Activity:
Print the full listing once more, exactly as given.

===== Given records =====

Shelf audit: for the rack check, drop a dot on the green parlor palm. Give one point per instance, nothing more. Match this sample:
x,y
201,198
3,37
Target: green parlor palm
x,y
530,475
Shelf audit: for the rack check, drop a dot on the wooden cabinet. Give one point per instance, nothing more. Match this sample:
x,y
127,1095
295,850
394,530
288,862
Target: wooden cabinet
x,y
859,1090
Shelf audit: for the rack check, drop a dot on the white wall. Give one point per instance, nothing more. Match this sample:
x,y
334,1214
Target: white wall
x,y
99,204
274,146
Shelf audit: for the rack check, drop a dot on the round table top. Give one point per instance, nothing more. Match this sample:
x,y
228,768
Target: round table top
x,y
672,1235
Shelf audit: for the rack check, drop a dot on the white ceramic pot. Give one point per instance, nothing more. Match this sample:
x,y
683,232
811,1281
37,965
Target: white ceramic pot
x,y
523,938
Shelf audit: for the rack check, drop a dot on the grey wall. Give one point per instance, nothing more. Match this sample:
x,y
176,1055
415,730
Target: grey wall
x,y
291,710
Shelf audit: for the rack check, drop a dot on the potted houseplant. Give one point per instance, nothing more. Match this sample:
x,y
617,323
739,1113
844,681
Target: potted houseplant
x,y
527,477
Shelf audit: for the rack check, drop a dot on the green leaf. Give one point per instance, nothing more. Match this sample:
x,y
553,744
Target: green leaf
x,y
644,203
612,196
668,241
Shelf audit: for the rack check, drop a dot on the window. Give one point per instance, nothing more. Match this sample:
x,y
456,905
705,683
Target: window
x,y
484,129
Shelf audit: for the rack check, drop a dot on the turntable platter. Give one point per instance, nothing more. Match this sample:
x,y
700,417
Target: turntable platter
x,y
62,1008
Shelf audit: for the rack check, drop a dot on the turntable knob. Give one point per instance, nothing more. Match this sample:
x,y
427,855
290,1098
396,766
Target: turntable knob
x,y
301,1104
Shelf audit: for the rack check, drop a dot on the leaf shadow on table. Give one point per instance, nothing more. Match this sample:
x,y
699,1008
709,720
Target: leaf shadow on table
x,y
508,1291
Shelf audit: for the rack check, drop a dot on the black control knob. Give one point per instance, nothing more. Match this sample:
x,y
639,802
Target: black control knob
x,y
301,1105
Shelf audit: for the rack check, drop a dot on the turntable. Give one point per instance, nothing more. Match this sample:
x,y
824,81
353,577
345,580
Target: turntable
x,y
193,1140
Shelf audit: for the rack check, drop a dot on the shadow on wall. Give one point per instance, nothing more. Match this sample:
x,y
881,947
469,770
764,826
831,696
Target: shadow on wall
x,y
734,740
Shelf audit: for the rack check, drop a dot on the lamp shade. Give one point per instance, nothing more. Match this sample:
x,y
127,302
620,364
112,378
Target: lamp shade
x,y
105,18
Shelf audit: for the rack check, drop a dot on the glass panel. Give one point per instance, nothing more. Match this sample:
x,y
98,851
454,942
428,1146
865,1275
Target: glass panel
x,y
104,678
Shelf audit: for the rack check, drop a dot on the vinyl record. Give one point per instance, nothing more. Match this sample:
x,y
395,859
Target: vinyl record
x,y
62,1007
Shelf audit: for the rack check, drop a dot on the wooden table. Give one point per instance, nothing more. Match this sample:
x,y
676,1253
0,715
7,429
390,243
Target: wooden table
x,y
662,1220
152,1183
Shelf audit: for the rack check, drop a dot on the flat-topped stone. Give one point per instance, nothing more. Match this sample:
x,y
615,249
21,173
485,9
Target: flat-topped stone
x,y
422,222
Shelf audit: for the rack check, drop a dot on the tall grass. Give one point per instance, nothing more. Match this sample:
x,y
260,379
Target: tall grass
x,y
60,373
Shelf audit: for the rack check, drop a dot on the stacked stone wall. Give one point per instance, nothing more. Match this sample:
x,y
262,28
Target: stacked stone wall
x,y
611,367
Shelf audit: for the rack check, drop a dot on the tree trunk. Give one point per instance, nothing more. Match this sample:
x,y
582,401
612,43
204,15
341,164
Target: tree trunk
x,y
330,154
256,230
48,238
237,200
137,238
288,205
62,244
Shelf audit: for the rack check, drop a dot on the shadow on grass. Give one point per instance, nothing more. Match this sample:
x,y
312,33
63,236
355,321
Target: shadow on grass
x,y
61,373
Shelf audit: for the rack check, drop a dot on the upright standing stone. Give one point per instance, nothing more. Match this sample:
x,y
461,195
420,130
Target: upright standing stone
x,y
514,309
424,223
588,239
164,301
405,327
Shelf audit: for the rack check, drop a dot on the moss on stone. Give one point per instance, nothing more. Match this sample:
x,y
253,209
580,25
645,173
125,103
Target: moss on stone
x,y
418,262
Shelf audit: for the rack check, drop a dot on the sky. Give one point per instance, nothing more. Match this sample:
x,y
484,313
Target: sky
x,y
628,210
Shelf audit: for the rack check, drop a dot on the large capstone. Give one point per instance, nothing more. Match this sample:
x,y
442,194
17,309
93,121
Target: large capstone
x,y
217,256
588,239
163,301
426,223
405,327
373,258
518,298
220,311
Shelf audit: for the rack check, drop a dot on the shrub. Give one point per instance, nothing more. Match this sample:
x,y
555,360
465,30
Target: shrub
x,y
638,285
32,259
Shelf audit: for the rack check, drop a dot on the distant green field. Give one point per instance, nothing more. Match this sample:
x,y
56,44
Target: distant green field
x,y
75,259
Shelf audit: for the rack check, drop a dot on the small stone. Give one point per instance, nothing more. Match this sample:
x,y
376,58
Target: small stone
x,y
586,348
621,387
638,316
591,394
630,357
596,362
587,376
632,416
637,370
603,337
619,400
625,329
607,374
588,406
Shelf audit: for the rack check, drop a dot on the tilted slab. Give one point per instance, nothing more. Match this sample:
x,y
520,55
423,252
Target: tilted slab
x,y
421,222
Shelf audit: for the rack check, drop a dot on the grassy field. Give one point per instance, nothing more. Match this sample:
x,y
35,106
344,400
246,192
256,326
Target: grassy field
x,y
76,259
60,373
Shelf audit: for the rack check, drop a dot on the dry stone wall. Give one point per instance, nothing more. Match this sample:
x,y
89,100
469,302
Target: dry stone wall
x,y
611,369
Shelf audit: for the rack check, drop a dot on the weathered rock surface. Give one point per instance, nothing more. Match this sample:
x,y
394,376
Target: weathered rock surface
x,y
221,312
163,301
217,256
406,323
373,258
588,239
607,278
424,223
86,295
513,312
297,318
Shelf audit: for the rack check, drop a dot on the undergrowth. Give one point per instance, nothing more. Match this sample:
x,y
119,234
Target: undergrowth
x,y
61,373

=====

Answer area:
Shelf audit: for the rack check, drop a dot on the green parlor palm. Give one point per instance, nothing more. Match this sample:
x,y
201,198
3,37
Target: green parlor palm
x,y
530,475
Shelf audit: for the rack check, drop a dot on the wooden cabinet. Give one point per instance, nothing more. Match this sample:
x,y
127,1095
295,850
394,530
288,862
Target: wooden cabinet
x,y
859,1090
Shelf audit: for the rack check, drop a dot on the white wall. Give one point per instance, nothing more. Match this sample:
x,y
334,1214
Target: white wall
x,y
99,204
274,146
Shelf audit: for the rack check, drop a dot on the round table top. Give one point per instance, nothing more. Match this sample:
x,y
228,768
Target: round table top
x,y
672,1235
Shelf audit: for the rack check, drop a dot on the white ceramic pot. Give one point per instance, nothing more. Match this sample:
x,y
683,232
811,1281
37,965
Target: white ceramic pot
x,y
523,938
Shelf audit: for the rack check, drop a dot on the grey wall. Give one point per instance, nothing more. Match this sample:
x,y
176,1055
415,730
Target: grey wall
x,y
291,710
Shelf audit: for the rack check, drop a dot on the potted houseplant. Give one point per instance, nothing more. Match this sample:
x,y
617,323
739,1113
844,681
Target: potted houseplant
x,y
527,477
Shelf audit: for the rack check, drop a dot on the green leaf. Give one point per instance, nothing more. Match this sample:
x,y
553,744
Target: green leaf
x,y
644,203
612,196
668,241
Shelf audit: for the rack check, drop a dot on the window. Give one point per instance, nothing more. Match this sample:
x,y
456,905
705,683
Target: window
x,y
484,129
Shelf audit: for the rack check, drop a dot on the turntable platter. Give one point per instance, nothing more. Match this sample:
x,y
700,417
Target: turntable platter
x,y
62,1008
Shelf audit: for the rack check, drop a dot on the turntable knob. Give one point per instance, nothing more. Match this sample:
x,y
427,855
290,1098
396,766
Target: turntable knob
x,y
301,1104
Shelf audit: for the rack check, drop a dot on the leaf shadow on table. Give one point per instance, nothing more. Match this sample:
x,y
699,1008
709,720
Target: leaf shadow on table
x,y
508,1291
Shelf audit: for the rack check, drop a dot on the black control knob. Give one point per instance, nothing more. Match this sample:
x,y
639,802
Target: black control knob
x,y
301,1105
Shelf audit: for the rack check, drop a dot on the turntable. Give one point per instance, nothing more. Match this sample:
x,y
824,81
353,577
345,580
Target: turntable
x,y
193,1140
Shelf audit: for the rack check, drop a dot on the shadow on wall. Give one point per instance, nothing more. Match this sample:
x,y
881,947
469,770
764,826
831,696
Target: shadow on wall
x,y
734,740
Shelf audit: for the rack check, drop a dot on the lamp shade. Give one point per instance, nothing more. Match this sample:
x,y
127,302
620,364
112,378
Target: lamp shade
x,y
105,18
Shelf audit: for the rack check, drop a dot on the glass panel. Give one point per instance, nothing more. Match this sample:
x,y
98,851
454,942
428,1146
865,1275
Target: glass panel
x,y
104,678
Shelf audit: for the rack check, drop a dot on the vinyl record. Give one point per instance, nothing more. Match this sample:
x,y
395,859
Target: vinyl record
x,y
62,1007
Shelf audit: for the rack check, drop a dot on the wooden table. Give one point per instance, nothing more. Match this sample:
x,y
676,1253
0,715
7,429
390,243
Target: wooden table
x,y
662,1220
152,1183
Shelf audit: for the rack check, drop a dot on the flat-topped stone. Give one point per instance, nothing more. Match this sample:
x,y
615,249
21,173
485,9
Target: flat-topped stone
x,y
422,222
Shelf audit: for the rack check, drop a dot on the tall grass. Give one point per instance, nothing more. Match this sample:
x,y
260,379
Target: tall grass
x,y
60,373
Shelf audit: for the rack check, drop a dot on the stacked stone wall. Give one point per instance, nothing more. Match this sample:
x,y
262,28
Target: stacked stone wall
x,y
611,367
Shelf audit: for the rack check, drop a dot on the tree trunk. Give one point per instance, nothing more. Match this sample:
x,y
582,401
612,43
204,15
341,164
Target: tree trunk
x,y
330,154
256,230
48,238
237,200
137,238
288,205
62,244
Shelf audit: for the rack check, drop a dot on the shadow on grass. Give one point per instance, nothing more. Match this sample:
x,y
312,33
63,236
355,321
Target: shadow on grass
x,y
61,373
Shelf audit: for the rack check, drop a dot on the upright standing stone. Give one point per instance, nothing more. Match this sample:
x,y
461,195
420,130
Target: upright standing stone
x,y
514,309
424,223
588,239
164,301
405,327
Shelf audit: for the rack check, drop a dot on the moss on stone. Give one point per instance, nothing more. Match this sample:
x,y
253,209
580,25
645,173
125,103
Target: moss on stone
x,y
418,262
Shelf audit: for the rack check, drop a dot on the sky. Give one point per instance, nothing more. Match this sample:
x,y
484,313
Target: sky
x,y
628,210
Shelf audit: for the rack check, drop a dot on the large capstone. Give one point per instance, nothing more. Match this sample:
x,y
442,194
17,309
93,121
Target: large capstone
x,y
217,256
588,239
163,301
426,223
405,327
373,258
518,298
220,311
Shelf audit: for the rack check, drop a dot on the shrub. Give one point per instance, nothing more. Match this sample:
x,y
555,360
465,30
Target: shrub
x,y
638,285
32,259
Shelf audit: for the rack check, drop a dot on the distant green field. Give one point per instance, nothing more. Match this sample:
x,y
56,44
Target: distant green field
x,y
75,259
Shelf audit: for the rack check, drop a dot on the small stone. Give one point per instance, nothing more. Match this sample:
x,y
376,58
Target: small stone
x,y
586,348
621,387
638,316
591,394
630,357
596,362
587,376
632,416
637,370
603,337
619,400
625,329
607,374
588,406
Shelf audit: for the rack check, drop a dot on the tilted slab. Give one point per instance, nothing more. Match this sample:
x,y
520,55
423,252
Target: tilted slab
x,y
421,222
Shelf audit: for the rack check, drop a dot on the grassy field. Give one point per instance, nothing more. Match this sample:
x,y
35,106
344,400
246,192
256,326
Target: grassy field
x,y
76,259
60,373
Shelf audit: for the rack check, drop a dot on the dry stone wall. Give one point per instance, nothing more. Match this sample:
x,y
89,100
469,302
Target: dry stone wall
x,y
611,369
Shelf audit: for the rack check, drop a dot on the weathered rock surface. Give one point per instance, nothing more. Match this sample:
x,y
394,376
Target: weathered rock surface
x,y
221,312
163,301
217,256
406,323
373,258
588,239
607,278
424,223
86,295
513,312
297,318
Shelf audit: for the rack check, drop a dot on the undergrowth. Give one point per instance, nothing more. Match this sample:
x,y
119,234
Target: undergrowth
x,y
61,373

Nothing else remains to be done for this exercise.